## What the exercise asks
Please list every line in the entries below that contains the word "black". Copy each line in full.

========================================================================

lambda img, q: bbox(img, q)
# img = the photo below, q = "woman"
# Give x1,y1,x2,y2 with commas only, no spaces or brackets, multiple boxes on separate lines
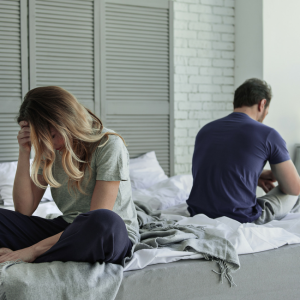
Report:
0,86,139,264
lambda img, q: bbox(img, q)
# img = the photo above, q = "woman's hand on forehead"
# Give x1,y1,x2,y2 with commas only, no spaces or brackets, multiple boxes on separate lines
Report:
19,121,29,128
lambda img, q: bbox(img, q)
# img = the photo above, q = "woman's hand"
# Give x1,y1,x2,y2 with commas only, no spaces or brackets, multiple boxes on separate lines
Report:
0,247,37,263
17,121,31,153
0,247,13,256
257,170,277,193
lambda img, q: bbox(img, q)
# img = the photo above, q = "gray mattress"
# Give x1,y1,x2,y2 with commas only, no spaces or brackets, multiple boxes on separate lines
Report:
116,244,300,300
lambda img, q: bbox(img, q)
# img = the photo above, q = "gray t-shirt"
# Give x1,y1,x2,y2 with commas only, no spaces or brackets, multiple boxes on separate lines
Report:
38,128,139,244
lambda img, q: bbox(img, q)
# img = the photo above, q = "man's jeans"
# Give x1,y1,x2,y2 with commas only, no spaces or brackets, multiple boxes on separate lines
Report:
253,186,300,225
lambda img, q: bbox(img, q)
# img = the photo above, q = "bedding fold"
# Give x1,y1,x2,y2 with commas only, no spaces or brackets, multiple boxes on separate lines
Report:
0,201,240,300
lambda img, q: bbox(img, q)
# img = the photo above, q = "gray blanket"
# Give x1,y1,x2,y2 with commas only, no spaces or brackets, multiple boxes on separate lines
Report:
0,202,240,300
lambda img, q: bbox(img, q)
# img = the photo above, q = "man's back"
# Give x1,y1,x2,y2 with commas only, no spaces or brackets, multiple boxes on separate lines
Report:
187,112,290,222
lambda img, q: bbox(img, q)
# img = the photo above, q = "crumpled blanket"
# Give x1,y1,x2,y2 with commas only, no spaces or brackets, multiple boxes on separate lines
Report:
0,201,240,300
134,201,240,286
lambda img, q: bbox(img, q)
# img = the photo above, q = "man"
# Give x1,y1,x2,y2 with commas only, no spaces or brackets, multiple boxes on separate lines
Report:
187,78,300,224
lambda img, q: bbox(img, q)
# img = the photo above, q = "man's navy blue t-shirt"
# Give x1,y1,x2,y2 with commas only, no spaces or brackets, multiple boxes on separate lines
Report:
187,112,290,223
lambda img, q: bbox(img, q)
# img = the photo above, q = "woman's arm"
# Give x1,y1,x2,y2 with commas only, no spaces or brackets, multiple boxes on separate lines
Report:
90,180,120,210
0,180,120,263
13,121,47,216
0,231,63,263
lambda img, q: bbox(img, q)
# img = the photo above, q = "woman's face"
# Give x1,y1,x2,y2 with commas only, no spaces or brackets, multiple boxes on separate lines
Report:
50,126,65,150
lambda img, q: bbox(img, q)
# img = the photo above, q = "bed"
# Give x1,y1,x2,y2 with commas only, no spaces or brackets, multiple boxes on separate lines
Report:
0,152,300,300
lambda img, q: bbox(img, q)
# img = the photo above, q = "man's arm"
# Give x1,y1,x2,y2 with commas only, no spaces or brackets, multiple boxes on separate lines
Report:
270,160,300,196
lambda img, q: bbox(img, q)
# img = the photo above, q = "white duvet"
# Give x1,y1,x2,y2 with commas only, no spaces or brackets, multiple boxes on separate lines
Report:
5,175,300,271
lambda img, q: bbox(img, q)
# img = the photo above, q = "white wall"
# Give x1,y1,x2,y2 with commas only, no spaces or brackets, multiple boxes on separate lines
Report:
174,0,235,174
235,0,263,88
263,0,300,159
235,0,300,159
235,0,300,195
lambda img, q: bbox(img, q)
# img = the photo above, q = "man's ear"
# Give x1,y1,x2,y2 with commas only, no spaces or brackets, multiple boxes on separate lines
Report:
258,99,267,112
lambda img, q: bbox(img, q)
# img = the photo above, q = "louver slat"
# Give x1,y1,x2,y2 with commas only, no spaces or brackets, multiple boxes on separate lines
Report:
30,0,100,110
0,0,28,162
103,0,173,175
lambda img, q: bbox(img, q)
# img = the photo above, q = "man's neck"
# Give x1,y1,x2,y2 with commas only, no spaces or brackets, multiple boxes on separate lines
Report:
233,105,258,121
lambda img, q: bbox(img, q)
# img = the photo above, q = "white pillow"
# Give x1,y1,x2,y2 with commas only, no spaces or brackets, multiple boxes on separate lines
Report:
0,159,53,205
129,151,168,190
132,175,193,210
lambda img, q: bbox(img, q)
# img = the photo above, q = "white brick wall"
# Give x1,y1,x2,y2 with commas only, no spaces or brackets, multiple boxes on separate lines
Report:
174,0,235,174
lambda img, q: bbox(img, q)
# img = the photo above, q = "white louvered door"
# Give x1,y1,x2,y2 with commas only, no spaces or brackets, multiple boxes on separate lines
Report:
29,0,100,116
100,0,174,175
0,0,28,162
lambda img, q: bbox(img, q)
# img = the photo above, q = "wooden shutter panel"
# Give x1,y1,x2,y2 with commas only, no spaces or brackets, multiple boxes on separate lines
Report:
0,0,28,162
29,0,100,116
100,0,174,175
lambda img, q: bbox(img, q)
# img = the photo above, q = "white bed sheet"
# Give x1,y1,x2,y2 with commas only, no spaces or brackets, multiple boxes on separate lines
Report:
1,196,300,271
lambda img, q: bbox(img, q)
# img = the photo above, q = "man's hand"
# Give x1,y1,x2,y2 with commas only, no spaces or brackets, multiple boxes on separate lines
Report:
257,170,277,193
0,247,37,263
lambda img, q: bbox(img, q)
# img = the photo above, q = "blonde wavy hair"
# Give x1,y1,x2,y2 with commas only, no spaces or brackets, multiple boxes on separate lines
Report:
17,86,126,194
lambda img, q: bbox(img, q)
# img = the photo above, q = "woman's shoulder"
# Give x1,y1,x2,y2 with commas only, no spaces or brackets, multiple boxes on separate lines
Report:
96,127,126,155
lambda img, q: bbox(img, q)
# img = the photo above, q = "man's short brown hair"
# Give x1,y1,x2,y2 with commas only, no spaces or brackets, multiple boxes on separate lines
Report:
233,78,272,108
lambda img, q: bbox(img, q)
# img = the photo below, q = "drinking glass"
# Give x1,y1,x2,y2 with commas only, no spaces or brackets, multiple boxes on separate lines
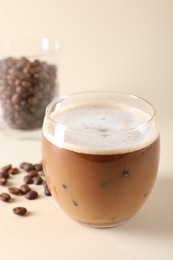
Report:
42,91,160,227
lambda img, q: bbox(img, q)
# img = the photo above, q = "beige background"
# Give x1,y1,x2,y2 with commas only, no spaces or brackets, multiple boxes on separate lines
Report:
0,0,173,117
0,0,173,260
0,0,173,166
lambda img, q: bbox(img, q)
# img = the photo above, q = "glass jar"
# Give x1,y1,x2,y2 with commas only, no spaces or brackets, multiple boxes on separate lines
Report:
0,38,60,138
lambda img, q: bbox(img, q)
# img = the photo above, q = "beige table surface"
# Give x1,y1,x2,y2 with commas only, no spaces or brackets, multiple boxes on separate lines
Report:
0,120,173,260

========================================================================

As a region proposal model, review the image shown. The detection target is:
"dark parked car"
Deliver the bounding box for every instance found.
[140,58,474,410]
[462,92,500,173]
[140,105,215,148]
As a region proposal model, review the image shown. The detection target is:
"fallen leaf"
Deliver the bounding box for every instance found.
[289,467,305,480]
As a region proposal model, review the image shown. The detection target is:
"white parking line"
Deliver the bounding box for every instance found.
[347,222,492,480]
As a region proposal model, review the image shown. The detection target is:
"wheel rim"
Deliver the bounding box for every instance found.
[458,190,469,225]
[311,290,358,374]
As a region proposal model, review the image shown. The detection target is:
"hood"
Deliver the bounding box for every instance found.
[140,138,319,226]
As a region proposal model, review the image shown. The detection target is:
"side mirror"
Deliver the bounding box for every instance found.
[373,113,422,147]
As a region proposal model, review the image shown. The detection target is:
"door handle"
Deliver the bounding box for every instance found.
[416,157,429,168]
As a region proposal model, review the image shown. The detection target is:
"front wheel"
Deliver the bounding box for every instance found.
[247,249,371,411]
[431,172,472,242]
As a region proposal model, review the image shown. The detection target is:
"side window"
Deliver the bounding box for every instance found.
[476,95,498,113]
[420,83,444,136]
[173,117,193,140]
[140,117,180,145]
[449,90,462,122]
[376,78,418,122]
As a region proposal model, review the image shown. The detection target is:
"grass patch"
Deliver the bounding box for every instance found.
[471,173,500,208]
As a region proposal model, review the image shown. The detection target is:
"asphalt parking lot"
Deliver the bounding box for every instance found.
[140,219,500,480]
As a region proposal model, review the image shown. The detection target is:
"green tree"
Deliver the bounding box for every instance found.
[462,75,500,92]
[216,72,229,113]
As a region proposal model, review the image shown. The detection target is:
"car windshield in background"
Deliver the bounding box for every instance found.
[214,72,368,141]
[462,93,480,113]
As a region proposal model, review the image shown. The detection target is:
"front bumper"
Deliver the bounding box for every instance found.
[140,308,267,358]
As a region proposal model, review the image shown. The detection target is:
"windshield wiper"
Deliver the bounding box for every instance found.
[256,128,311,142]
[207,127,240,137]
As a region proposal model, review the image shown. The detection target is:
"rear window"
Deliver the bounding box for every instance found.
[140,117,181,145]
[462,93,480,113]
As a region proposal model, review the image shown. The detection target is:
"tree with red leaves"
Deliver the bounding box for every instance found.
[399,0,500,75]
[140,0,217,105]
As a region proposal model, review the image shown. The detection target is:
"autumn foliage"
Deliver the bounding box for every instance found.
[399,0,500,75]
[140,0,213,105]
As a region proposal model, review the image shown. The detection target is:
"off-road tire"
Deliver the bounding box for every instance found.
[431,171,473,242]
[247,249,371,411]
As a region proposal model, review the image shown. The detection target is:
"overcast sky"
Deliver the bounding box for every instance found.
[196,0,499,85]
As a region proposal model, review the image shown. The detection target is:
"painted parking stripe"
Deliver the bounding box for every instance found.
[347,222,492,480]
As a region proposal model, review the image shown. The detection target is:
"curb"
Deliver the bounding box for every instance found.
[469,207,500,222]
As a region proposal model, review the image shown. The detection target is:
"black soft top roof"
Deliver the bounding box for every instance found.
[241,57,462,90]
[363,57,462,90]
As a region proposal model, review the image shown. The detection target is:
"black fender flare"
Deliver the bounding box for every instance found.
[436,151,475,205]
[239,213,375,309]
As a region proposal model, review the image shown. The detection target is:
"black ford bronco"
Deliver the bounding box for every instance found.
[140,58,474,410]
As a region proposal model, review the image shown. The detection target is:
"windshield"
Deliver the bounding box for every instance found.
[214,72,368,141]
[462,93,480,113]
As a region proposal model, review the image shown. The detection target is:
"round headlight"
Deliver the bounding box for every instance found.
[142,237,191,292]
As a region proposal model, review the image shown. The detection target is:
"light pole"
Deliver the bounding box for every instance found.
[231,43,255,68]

========================================================================

## Answer for this exercise
"black soft top roof"
"black fender flare"
"black ford bronco"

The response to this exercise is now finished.